I have a question from Mark Baskin, a writer based in Columbus, Ohio. Here’s what he’s asked by email….

“I have a job but I want to write fiction in my spare time. I have at least three different ideas for novels and they all seem really good to me. So my question is: How do I choose between equally great ideas?”

Thanks for your query, Mark. You’re lucky to have such an embarrassment of riches. I know many other writers who would very much like to be in your shoes!

There are a couple of ways to approach your conundrum. One is to think about — and research — what agents and publishers are seeking right now. If your major goal is to get a publishing deal, you’ll need to give them something they want. 

In the show notes below I’m including a link to a Writer’s Digest piece on literary agents who are seeking new clients. It will only give you broad genres — like adult science fiction or literary fiction — but it may help you a little.

As well, try attending some writer’s workshops where you can interview —briefly — a few agents and gain more of an understanding of their needs. I have a client who landed a book deal this way.

That said, be aware it’s always difficult to predict the future — based on the past. Before J.K. Rowling introduced Harry Potter to the world in 1997, I don’t think anyone would have told you that wizards would be a hot commodity.
************
**PROBLEMS TO WORK ON:**
a. Which proper names appear in the excerpt on choosing between novel ideas? List each one once.
b. Answer these questions about the excerpt on choosing between novel ideas:
(i) How did Mark Baskin send his question?
(ii) Which two broad genres are given as examples?
(iii) In what year did J.K. Rowling introduce Harry Potter?
The data after this point is separate from the excerpt on choosing between novel ideas.
************
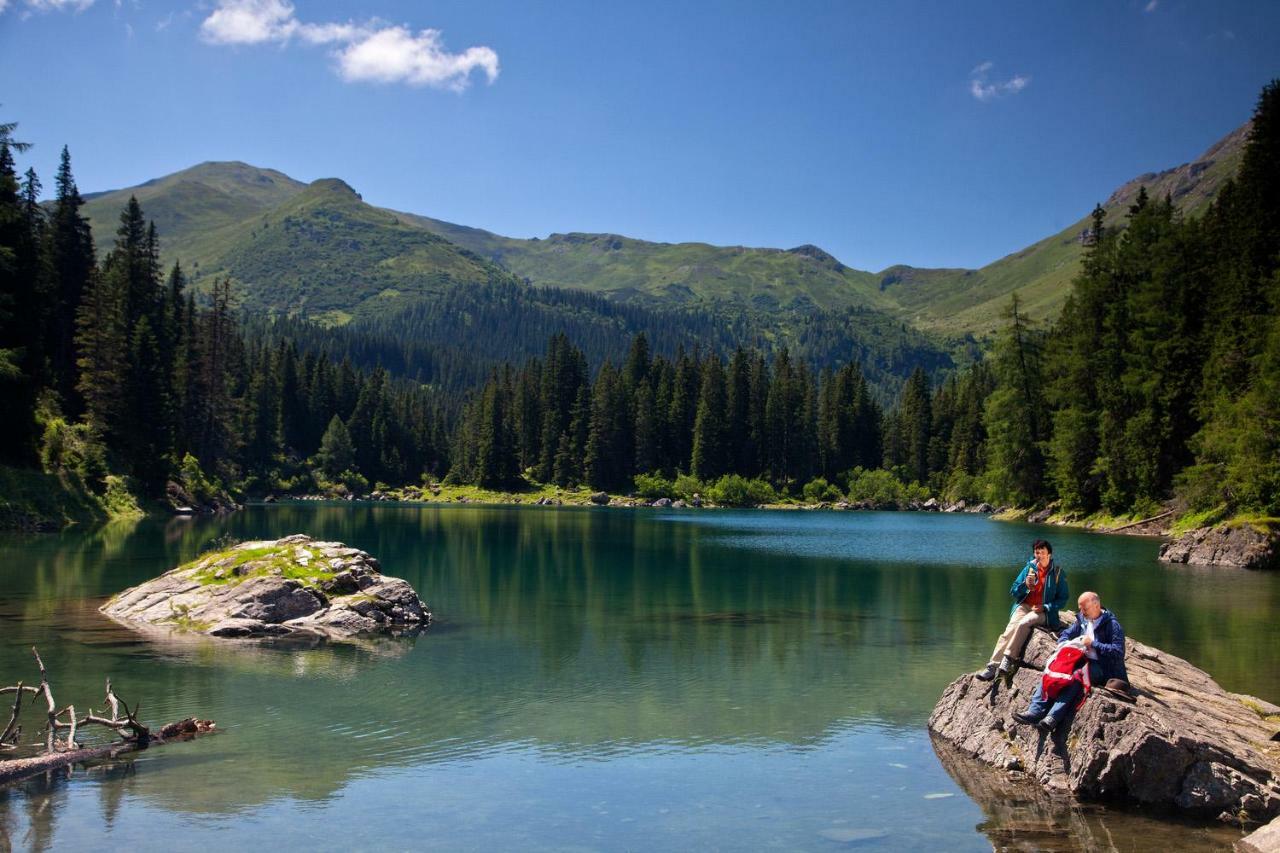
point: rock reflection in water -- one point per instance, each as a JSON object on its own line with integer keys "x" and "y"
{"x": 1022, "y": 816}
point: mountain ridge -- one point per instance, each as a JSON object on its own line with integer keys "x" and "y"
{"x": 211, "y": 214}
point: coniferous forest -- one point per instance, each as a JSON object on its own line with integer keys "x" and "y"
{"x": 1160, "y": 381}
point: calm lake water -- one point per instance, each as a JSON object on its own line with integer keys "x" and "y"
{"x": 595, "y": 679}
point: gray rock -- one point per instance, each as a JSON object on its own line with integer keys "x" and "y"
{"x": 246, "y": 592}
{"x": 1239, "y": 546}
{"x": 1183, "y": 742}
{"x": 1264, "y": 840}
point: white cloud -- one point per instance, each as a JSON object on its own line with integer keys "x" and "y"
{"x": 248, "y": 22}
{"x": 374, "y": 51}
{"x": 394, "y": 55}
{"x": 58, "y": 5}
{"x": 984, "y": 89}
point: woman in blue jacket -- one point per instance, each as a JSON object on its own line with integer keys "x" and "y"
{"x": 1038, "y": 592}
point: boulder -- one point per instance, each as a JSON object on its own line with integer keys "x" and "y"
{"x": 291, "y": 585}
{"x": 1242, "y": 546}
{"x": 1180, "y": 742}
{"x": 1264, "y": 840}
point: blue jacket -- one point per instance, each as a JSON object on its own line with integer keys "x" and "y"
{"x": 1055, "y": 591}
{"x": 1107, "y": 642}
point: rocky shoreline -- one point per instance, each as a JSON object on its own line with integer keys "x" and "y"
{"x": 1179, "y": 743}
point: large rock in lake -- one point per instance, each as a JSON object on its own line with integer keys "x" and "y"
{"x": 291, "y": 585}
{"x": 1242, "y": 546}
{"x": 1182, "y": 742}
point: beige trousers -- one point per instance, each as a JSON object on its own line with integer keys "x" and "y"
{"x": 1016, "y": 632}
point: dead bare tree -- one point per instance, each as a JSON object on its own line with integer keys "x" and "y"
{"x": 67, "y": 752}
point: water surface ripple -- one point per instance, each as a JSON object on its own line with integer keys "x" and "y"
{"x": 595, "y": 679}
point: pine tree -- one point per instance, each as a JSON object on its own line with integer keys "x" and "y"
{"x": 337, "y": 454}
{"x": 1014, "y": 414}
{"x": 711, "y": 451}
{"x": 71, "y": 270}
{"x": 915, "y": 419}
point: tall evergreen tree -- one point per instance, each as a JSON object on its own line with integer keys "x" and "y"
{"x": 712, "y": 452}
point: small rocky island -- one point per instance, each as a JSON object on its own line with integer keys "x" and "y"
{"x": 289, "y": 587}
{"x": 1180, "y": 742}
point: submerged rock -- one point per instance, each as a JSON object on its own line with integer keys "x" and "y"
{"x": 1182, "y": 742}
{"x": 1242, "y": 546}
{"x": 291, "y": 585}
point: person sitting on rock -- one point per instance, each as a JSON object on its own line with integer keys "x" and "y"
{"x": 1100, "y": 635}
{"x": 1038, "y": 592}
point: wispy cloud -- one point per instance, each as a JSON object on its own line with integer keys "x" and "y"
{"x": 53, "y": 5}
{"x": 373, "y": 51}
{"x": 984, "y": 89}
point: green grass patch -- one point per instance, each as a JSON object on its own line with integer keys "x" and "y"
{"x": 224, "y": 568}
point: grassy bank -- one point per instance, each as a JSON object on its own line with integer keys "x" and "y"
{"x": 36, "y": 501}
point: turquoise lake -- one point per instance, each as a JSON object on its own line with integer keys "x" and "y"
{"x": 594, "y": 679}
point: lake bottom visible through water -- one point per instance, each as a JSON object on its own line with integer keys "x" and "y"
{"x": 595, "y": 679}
************
**TASK-BY-TASK RESULTS:**
a.
Mark Baskin
Columbus, Ohio
Writer's Digest
J.K. Rowling
Harry Potter

b.
(i) By email.
(ii) Adult science fiction and literary fiction.
(iii) 1997.